Task objective
Take the material below and output exactly the run of lines from the one containing "The call MUST return, for every instance of the isolated" down to the one containing "The call MUST return, for every instance of the dark green", with both included.

Provided material
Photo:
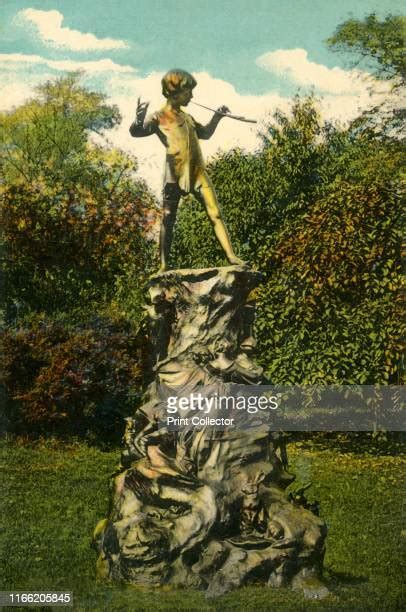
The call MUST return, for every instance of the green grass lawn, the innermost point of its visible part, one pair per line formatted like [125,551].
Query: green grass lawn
[53,495]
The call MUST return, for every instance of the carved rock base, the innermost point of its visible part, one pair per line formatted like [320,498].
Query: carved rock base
[205,509]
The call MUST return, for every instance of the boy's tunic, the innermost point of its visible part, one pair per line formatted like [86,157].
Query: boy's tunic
[179,133]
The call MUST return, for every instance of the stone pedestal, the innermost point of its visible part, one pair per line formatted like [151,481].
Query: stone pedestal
[205,508]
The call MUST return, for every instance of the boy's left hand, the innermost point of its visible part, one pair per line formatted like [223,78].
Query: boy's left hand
[222,110]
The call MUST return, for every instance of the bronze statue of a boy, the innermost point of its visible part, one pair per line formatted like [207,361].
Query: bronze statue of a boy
[185,171]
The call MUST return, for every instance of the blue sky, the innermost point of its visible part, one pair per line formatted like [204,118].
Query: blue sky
[222,37]
[252,55]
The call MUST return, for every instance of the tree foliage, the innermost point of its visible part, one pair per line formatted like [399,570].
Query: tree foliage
[380,44]
[75,221]
[317,211]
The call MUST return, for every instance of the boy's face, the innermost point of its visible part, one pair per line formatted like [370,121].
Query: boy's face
[183,97]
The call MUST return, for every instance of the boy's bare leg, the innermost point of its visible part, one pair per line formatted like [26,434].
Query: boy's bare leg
[170,207]
[207,194]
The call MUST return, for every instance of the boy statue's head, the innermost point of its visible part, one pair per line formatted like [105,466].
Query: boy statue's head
[177,81]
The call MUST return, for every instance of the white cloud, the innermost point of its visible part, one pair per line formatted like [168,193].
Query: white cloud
[48,25]
[13,61]
[209,91]
[19,74]
[295,66]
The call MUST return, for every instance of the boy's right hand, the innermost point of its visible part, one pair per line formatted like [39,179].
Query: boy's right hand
[141,111]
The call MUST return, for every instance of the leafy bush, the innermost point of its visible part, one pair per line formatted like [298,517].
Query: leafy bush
[317,211]
[77,380]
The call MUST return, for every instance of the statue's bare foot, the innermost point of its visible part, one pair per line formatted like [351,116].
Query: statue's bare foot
[310,585]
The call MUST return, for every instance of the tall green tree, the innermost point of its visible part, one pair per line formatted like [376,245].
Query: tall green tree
[75,219]
[316,210]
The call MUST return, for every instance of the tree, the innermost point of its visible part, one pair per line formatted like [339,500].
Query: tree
[75,219]
[380,47]
[380,44]
[316,211]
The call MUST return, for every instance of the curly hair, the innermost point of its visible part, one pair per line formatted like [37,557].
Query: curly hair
[175,81]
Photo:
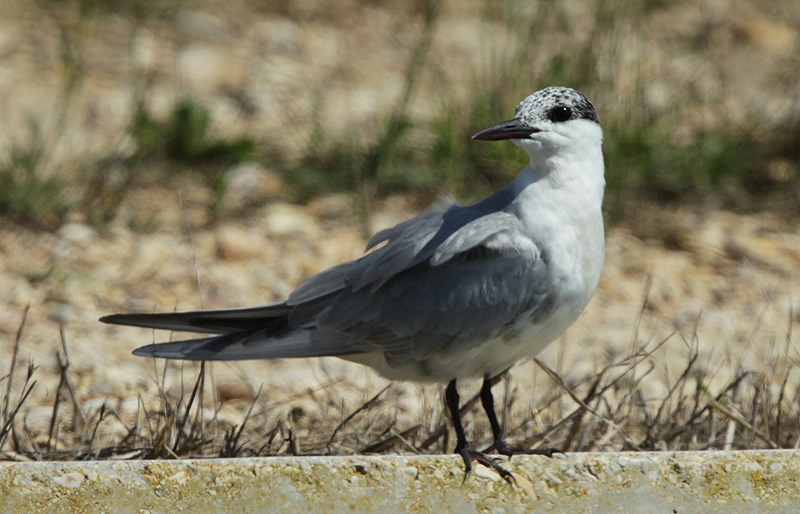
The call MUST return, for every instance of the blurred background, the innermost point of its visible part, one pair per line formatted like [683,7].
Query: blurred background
[159,155]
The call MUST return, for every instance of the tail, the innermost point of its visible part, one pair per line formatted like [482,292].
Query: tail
[223,321]
[261,332]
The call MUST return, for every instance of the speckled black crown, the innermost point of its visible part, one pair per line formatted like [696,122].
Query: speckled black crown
[537,106]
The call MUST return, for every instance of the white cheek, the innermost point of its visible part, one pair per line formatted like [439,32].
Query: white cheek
[529,145]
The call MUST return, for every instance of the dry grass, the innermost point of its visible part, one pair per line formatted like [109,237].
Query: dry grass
[611,410]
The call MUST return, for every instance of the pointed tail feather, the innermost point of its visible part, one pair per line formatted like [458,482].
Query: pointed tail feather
[254,345]
[223,321]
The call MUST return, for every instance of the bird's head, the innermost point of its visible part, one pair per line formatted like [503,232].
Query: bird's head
[550,122]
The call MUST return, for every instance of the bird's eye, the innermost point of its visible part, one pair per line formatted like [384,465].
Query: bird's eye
[560,113]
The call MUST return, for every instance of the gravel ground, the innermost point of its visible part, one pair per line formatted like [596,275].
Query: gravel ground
[722,282]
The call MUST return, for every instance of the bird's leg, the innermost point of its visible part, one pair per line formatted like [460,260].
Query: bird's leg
[462,448]
[499,443]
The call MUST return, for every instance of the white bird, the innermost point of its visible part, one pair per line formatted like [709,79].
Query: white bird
[456,292]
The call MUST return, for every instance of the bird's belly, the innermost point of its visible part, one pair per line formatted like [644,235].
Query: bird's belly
[522,341]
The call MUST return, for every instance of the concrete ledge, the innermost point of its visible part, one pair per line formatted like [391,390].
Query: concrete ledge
[670,482]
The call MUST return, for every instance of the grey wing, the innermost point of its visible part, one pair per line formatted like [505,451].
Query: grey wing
[453,275]
[472,286]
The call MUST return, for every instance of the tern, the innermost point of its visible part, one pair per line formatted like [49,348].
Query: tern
[457,292]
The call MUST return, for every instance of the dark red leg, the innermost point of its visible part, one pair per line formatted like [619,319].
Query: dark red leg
[499,444]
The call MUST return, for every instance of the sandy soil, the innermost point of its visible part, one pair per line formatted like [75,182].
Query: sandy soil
[724,282]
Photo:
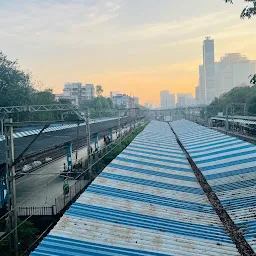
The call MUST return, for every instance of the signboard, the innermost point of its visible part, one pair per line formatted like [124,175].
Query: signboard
[69,155]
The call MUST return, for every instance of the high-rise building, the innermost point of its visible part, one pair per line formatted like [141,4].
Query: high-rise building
[209,70]
[185,100]
[200,91]
[231,71]
[76,92]
[137,101]
[167,100]
[216,78]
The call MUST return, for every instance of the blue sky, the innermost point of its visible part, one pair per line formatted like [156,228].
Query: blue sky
[130,45]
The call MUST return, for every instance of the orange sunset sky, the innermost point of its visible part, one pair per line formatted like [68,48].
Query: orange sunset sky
[138,47]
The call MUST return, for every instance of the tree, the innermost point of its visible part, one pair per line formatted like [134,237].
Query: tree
[248,11]
[15,84]
[99,90]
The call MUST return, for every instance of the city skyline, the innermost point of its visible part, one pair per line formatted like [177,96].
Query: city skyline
[99,42]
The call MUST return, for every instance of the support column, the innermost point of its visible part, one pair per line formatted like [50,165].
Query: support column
[96,141]
[11,188]
[119,124]
[89,145]
[111,135]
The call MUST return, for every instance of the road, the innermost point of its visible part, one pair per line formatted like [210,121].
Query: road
[48,177]
[55,138]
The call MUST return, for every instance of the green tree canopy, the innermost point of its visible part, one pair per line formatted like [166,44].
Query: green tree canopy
[99,90]
[248,11]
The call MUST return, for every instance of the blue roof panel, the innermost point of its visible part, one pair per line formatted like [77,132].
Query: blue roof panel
[147,201]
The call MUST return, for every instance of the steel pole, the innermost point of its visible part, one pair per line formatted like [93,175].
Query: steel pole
[89,144]
[11,188]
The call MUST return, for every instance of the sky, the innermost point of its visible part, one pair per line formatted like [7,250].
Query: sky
[138,47]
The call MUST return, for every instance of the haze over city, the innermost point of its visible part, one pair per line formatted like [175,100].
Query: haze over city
[137,47]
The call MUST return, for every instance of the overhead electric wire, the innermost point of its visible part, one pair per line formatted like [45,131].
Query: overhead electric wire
[61,191]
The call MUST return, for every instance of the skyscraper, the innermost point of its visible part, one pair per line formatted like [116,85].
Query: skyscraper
[231,71]
[167,100]
[209,70]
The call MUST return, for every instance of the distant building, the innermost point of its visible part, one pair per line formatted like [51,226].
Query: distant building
[77,93]
[137,101]
[123,100]
[200,91]
[231,71]
[167,100]
[185,100]
[148,105]
[216,78]
[209,70]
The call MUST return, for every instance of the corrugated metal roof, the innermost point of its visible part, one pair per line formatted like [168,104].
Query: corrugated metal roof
[235,120]
[146,202]
[229,165]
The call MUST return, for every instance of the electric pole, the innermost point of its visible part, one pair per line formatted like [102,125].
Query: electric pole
[119,124]
[11,188]
[89,144]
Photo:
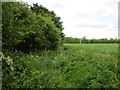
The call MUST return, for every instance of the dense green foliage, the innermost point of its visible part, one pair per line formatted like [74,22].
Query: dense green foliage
[85,40]
[32,58]
[76,66]
[27,31]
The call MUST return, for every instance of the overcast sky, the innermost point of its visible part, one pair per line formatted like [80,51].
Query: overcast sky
[90,18]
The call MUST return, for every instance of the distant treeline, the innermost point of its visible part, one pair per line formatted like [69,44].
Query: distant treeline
[84,40]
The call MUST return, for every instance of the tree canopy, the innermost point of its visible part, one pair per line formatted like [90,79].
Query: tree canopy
[29,29]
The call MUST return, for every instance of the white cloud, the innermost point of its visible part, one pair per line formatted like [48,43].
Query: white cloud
[92,18]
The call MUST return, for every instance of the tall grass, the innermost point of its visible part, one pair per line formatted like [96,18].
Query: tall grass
[75,66]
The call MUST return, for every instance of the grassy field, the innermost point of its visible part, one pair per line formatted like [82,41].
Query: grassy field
[76,66]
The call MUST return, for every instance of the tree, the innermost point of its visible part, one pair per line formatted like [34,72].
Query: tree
[26,31]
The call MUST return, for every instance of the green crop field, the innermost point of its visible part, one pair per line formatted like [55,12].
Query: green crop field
[76,66]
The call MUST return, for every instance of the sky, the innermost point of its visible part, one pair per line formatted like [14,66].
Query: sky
[90,18]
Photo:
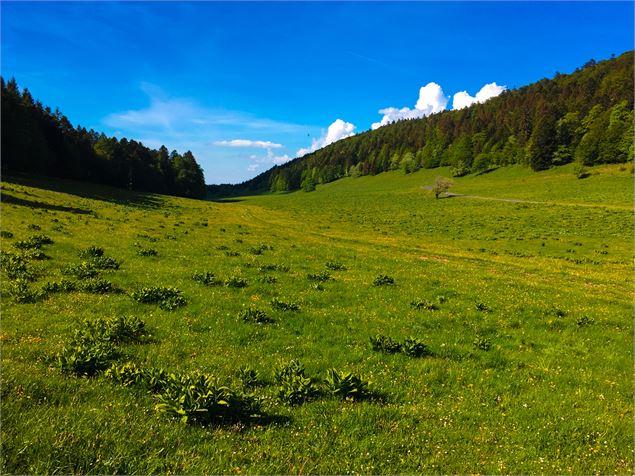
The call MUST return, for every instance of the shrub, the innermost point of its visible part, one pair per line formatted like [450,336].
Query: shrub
[383,280]
[482,343]
[284,306]
[91,252]
[415,348]
[255,315]
[320,277]
[235,282]
[422,304]
[335,266]
[346,385]
[15,267]
[21,292]
[382,343]
[168,298]
[207,278]
[199,399]
[248,377]
[86,358]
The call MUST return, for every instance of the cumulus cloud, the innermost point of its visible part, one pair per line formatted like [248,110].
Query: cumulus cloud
[258,144]
[463,99]
[338,130]
[431,100]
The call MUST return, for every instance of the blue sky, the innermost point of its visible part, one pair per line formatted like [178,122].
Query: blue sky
[247,85]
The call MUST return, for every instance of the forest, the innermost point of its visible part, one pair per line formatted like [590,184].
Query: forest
[586,116]
[39,141]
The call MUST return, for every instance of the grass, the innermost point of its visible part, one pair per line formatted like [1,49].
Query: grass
[530,345]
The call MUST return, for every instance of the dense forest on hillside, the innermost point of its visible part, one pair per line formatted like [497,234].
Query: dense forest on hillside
[586,116]
[39,141]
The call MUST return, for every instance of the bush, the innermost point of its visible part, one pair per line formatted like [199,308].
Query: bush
[346,385]
[383,280]
[168,298]
[482,343]
[207,278]
[199,399]
[255,315]
[382,343]
[319,277]
[284,306]
[422,304]
[415,348]
[21,293]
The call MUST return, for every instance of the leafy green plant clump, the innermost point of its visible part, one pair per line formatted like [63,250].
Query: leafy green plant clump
[255,315]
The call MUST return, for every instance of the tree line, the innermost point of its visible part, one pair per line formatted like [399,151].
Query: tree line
[40,141]
[586,116]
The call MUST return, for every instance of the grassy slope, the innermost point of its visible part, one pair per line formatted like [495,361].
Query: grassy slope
[549,396]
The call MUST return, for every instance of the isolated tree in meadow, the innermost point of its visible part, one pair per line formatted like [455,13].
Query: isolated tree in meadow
[441,185]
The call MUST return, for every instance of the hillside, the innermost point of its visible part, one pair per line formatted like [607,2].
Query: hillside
[494,328]
[586,116]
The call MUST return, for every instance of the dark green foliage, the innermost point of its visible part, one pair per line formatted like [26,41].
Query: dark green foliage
[147,252]
[415,348]
[21,292]
[422,304]
[538,125]
[319,277]
[44,142]
[248,377]
[255,315]
[207,278]
[385,344]
[284,306]
[15,267]
[383,280]
[168,298]
[198,398]
[335,266]
[235,282]
[346,385]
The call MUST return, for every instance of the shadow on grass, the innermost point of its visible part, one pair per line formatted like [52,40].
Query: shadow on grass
[89,190]
[6,198]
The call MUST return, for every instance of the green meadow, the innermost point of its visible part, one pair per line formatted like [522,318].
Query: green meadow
[489,332]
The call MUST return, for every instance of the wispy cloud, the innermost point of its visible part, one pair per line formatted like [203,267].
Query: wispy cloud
[431,100]
[257,144]
[338,130]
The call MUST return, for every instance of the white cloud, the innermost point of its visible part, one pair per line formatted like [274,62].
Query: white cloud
[431,100]
[258,144]
[338,130]
[463,99]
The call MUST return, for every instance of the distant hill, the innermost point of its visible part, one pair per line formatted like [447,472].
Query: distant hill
[39,141]
[586,116]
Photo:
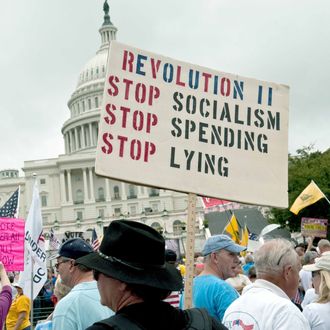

Response area
The call MUST return, for every instance of the isolated tree in meadow, the innermost point of its visible part, one pair per line formatted like [455,13].
Query: isolated tree in meadow
[441,185]
The call MUST return, for every instance of the hillside, the innermost point of its visible part, one pair per line formatted like [607,2].
Query: hillside
[494,328]
[586,116]
The call MUST return, for every instance of the dark green foliage, the innermost point of its visible part, one pair per line formatted like [26,41].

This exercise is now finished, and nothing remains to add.